Let the tiger breathe in its natural home
Jul 30 2014
Now, with the present threat to biodiversity across the globe, is this a possible or an impossible goal? One could say the odds are in the tiger’s favour as it is a very resilient species. Which is evident from the fact that it manages to adapt itself to all kinds of climate and many types of habitat — from minus 40 degree Celsius of Siberia to plus 48 degree Celsius of Ranthambhore; from the rainforests of the north east, marshy mangroves of Sunderbans, arid zones of Rajasthan and high uplands of Bhutan.
The field director of Ranthambhore park, YK Sahu, always says that the tiger is also tolerant to the high disturbance of human beings in and around its habitat. Sahu demonstrates that with two examples — millions of pilgrims have been visiting a famous temple in Ranthambhore for scores of years now and the tiger has never created any trouble for any pilgrim. Second, recently a tiger showed amazing stamina when it traversed a distance of around 250 km from Ranthambhore in search of a habitat. It dodged many villages, farms and fields to cover such a long distance.
● ● ● ● ● ● ●
→ SET PROBLEM A
Answer these questions using the tiger passage:
(i) What low temperature does it give for Siberia?
(ii) Who is the field director of Ranthambhore park?
(iii) Roughly how far did the tiger travel from Ranthambhore in search of a habitat?
→ SET PROBLEM B
Please transcribe the tiger passage word for word from "Let the tiger" to "uplands of Bhutan.".

→ DATA SECTION
● ● ● ● ● ● ●
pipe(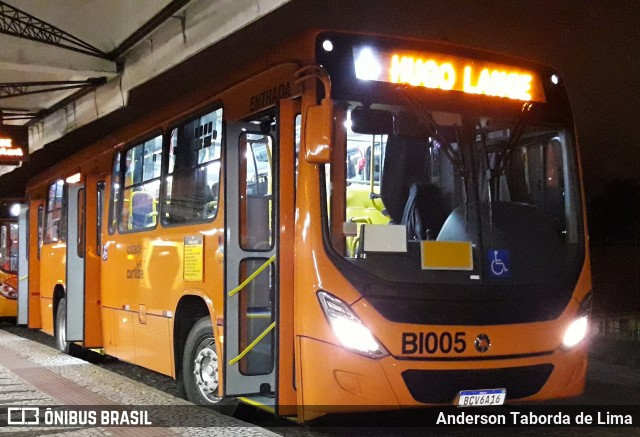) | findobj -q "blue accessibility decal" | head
[487,249,511,278]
● ● ● ● ● ● ●
→ FULL OUTPUT A
(i) Minus 40 degrees Celsius
(ii) YK Sahu
(iii) Around 250 km

→ FULL OUTPUT B
Let the tiger breathe in its natural home
Jul 30 2014
Now, with the present threat to biodiversity across the globe, is this a possible or an impossible goal? One could say the odds are in the tiger’s favour as it is a very resilient species. Which is evident from the fact that it manages to adapt itself to all kinds of climate and many types of habitat — from minus 40 degree Celsius of Siberia to plus 48 degree Celsius of Ranthambhore; from the rainforests of the north east, marshy mangroves of Sunderbans, arid zones of Rajasthan and high uplands of Bhutan.